Duel
de Christine Ockrent

critiqué par Shelton, le 18 avril 2011
(Chalon-sur-Saône - 67 ans)


La note:  étoiles
C'est le livre à lire dès maintenant !
Je sais que certains expriment tout haut l’idée que nous ne serions plus, du moins en France, en démocratie. Oui, je sais cela peut en surprendre plus d’un, mais l’idée développée serait que l’argent, les médias – la télévision en particulier – et les modes auraient perverti définitivement nos mentalités au point de nous laisser voter sans choisir, selon des consignes que nous n’aurions pas entendues ou lues… Exit la démocratie, bienvenue dans la « médiacratie » française que certains nommeront sans aucun scrupule « médiocratie »… Mais je ne suis pas convaincu par ce discours si partagé soit-il. Je crois et continue de dire, enseigner et partager que notre régime, à défaut d’être le meilleur, n’est au moins pas le pire et que nous avons de la chance d’être dans un régime où nous avons la possibilité de nous exprimer… Je ne parlerai pas de gauche et de droite, car je sais que ces mots, ces clivages, issus de la Révolution Française ont perdu de leur pertinence. Je préfère puiser dans ma mémoire, dans mon vécu, quelques exemples qui prouveraient que cette liberté existe bien. En 1974, un jeune ministre, plus centriste que gaulliste, se présente aux présidentielles et triomphe alors que quelques mois avant sa candidature faisait sourire les barons du gaullisme. En 1981, un président sortant, sûr de lui et hautain cherche à donner des leçons de politique à un vieux briscard de la quatrième et de la cinquième et il est renvoyé dans ses foyers. En 1988, après une forme d’échec économique et politique des socialistes, après une cohabitation que la constitution n’avait pas envisagée sous cette forme et malgré une grenouille qui fait rire la France, François Mitterrand est réélu président de la politique française. En 2002, le candidat socialiste, premier ministre en titre d’un des meilleurs gouvernements des trente dernières années – je ne parle pas là d’un avis personnel mais bien du regard que de nombreux économistes portent maintenant sur son passage à Matignon – est candidat aux présidentielles, ne passe pas le premier tour et voit Jacques Chirac, vieux renard sans programme accéder pour une seconde fois à l’Elysée où, d’ailleurs, il ne fera rien… Ces quelques lignes ne sont pas là pour me permettre de dire qu’à mon âge… Non ! C’est simplement pour vous inviter à lire un ouvrage qui va dépasser ces remarques de comptoir – Roger, tu me remets un petit blanc – et ouvrir une réflexion d’une autre nature : et si ces élections se décidaient à la télévision ?

Tâche à réaliser >>
Reprenez la critique du livre « Duel » à la suite de sa dernière phrase et poursuivez-la.

Données fournies >>

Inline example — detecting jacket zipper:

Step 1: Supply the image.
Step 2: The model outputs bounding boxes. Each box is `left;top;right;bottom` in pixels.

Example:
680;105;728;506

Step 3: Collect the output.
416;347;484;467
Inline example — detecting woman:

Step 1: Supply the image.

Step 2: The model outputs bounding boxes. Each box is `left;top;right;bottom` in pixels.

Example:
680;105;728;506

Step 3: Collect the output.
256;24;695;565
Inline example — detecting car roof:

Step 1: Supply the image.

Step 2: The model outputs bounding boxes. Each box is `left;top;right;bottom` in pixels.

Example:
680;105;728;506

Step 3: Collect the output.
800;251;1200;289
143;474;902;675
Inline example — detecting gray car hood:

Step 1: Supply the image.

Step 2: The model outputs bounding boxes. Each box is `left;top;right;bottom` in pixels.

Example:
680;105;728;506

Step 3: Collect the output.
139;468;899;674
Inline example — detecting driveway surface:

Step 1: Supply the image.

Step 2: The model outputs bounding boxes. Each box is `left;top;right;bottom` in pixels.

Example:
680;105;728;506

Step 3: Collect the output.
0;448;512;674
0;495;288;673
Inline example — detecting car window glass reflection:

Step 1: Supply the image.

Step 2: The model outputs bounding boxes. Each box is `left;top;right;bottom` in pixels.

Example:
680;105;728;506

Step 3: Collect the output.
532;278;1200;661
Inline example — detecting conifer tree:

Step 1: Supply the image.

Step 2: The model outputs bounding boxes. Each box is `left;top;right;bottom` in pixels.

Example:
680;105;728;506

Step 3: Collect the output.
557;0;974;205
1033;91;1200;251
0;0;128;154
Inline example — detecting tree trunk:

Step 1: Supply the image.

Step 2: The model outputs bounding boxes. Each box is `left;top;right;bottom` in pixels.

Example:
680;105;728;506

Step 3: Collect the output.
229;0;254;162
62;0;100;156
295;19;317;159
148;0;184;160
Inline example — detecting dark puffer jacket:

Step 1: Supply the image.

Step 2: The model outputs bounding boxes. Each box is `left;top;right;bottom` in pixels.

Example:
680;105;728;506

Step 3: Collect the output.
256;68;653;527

Réponse attendue >>
Le point de vue de Christine Ockrent est plus complexe que cela car elle ne part pas avec des idées préconçues, elle observe et analyse les débats opposant les deux qualifiés du second tour en 1974 et 1981. Bien sûr, son idée était de dire ce qui pourrait se passer en 1988, date de l’écriture de son essai… Plus facile pour nous de porter un jugement car on a la réponse à ses interrogations !

Dans le début de son ouvrage, j’ai particulièrement apprécié le fait de parler du débat qui a opposé Kennedy et Nixon. Je pense que c’est important de montrer que ces débats télévisés, véritables institutions dans les démocraties, provoquent à chaque fois des changements profonds dans la tête des électeurs. Sans ce débat médiatique, jamais un président catholique et démocrate n'aurait pu être élu… Il n’était pas le favori, il avait tout contre lui, ou presque… Et, non seulement il a été élu, mais en plus il a été populaire… Je parle bien avant de devenir un martyr avec son assassinat !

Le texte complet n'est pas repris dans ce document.